**Listed entries:**
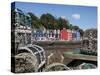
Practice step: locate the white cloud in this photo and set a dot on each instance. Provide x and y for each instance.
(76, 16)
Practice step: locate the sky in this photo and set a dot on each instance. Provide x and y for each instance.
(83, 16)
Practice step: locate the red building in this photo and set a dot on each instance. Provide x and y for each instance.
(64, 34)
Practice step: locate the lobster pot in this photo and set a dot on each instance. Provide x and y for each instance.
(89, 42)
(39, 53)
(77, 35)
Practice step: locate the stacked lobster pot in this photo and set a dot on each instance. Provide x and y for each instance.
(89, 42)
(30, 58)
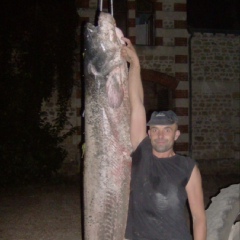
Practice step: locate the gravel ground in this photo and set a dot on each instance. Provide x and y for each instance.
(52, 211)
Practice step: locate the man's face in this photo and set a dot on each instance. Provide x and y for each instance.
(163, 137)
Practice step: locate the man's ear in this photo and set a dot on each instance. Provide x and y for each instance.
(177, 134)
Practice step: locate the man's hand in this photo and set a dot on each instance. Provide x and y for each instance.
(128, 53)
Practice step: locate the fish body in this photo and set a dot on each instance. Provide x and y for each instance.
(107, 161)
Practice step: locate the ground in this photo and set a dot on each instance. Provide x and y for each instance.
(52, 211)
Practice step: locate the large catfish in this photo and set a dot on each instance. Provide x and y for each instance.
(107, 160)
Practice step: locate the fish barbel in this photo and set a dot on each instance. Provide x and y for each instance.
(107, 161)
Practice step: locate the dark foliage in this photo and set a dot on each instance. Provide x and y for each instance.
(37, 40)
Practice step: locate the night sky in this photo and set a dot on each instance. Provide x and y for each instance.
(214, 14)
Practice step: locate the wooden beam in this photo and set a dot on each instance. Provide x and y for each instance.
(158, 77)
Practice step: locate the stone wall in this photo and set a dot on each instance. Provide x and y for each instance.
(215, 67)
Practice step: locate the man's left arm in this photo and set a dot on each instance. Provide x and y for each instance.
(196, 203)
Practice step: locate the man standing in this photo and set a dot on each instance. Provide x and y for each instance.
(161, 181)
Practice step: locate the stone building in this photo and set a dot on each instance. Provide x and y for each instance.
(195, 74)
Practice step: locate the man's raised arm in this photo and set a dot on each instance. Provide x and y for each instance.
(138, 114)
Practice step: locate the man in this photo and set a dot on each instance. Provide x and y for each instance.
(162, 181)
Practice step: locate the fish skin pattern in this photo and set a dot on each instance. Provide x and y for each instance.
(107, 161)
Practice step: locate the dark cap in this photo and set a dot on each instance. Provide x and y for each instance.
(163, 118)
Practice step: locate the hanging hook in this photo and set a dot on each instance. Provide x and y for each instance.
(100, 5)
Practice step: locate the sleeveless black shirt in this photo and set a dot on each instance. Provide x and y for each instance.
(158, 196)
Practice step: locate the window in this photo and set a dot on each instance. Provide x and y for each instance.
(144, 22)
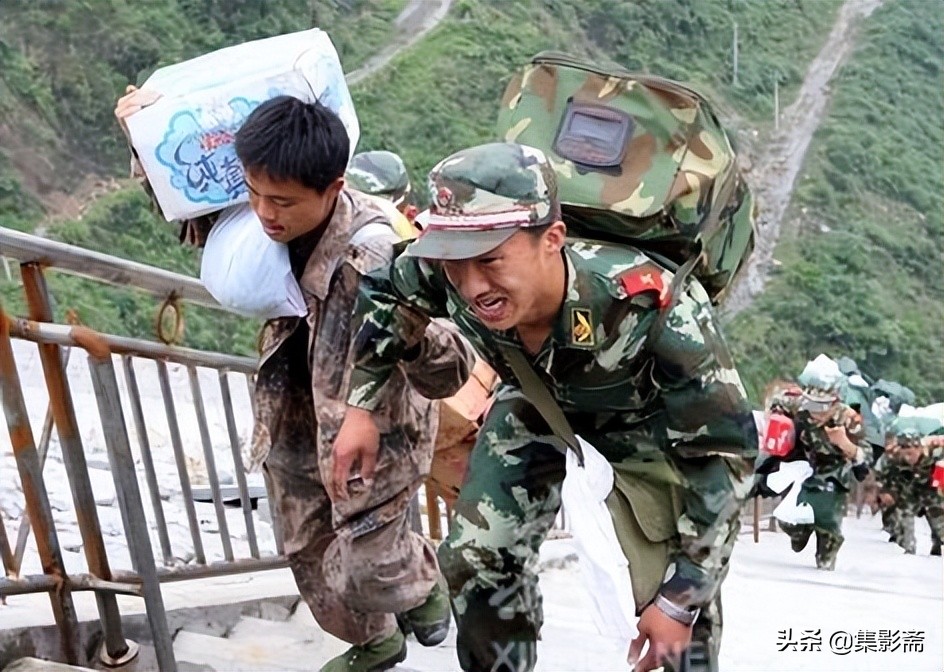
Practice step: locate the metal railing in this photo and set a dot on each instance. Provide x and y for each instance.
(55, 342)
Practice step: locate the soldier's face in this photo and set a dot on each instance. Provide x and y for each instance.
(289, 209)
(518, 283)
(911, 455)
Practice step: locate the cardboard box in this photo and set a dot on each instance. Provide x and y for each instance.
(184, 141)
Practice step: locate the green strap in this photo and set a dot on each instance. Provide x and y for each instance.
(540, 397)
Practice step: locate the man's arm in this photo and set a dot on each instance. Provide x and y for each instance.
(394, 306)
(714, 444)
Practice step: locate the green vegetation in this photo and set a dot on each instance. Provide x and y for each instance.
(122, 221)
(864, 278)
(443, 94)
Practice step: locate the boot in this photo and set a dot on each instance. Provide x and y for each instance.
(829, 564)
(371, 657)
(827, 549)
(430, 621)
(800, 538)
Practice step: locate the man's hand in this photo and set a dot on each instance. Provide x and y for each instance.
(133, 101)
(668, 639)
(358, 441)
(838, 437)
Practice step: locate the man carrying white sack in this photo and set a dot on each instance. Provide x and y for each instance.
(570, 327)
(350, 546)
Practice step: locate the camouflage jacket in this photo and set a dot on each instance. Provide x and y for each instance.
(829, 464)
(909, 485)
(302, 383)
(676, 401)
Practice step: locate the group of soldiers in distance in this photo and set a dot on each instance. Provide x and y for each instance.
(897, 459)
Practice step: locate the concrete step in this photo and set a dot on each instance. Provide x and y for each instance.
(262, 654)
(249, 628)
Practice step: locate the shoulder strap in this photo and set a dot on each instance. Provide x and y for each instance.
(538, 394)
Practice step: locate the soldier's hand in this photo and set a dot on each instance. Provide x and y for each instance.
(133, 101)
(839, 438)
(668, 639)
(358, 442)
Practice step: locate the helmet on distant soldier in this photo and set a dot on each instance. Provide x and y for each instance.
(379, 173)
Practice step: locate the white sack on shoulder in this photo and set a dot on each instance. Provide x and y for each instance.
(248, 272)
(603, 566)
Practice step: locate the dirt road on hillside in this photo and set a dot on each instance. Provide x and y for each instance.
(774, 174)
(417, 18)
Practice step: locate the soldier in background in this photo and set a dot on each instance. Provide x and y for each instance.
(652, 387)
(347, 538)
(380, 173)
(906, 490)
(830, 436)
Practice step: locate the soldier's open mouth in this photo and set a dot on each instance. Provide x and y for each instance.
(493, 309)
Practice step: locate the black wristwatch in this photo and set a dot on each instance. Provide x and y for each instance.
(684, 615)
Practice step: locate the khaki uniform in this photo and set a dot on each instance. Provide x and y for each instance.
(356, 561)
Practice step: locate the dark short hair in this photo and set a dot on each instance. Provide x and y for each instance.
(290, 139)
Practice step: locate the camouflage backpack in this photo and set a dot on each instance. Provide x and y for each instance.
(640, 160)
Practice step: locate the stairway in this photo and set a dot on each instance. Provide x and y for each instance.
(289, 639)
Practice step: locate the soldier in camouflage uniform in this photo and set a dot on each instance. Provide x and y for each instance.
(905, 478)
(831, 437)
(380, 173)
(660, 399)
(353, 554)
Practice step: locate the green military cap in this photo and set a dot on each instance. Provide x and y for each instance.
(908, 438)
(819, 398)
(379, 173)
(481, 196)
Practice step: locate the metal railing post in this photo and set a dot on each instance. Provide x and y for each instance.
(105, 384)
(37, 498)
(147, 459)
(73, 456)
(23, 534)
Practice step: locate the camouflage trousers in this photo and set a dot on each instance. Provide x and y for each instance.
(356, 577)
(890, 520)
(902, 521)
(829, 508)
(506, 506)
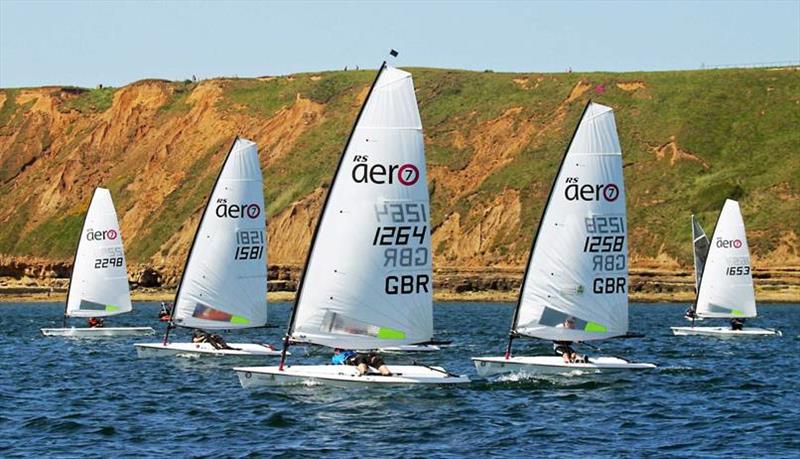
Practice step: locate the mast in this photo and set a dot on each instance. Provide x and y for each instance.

**Objective:** Quote the listing from the line containing "Practice step: locate the metal railing post" through its last line, both ends included. Leave out any picture.

**Solution:**
Practice step: locate the metal railing post in this photo and set a dot on each instance. Provide x and y for each instance.
(105, 384)
(37, 498)
(147, 459)
(73, 456)
(23, 534)
Practice step: locate the camouflage trousers in this photo and set a dot on each instance. Provide x and y for each instance.
(356, 577)
(890, 520)
(902, 521)
(829, 508)
(506, 506)
Practice step: locate the mast in this photo and set a dot on each instance. Provide x and y for each instance.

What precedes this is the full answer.